→ Try it
For each entry that follows, produce an exact copy.

→ Extracted data entries
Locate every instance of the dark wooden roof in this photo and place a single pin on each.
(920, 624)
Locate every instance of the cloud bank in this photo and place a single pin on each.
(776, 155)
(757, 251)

→ Answer section
Locate every instance of the dark wooden roof in this photo and place a single pin on each.
(920, 624)
Locate every instance of the cloud bank in this photo and place a single pin on each.
(776, 155)
(757, 251)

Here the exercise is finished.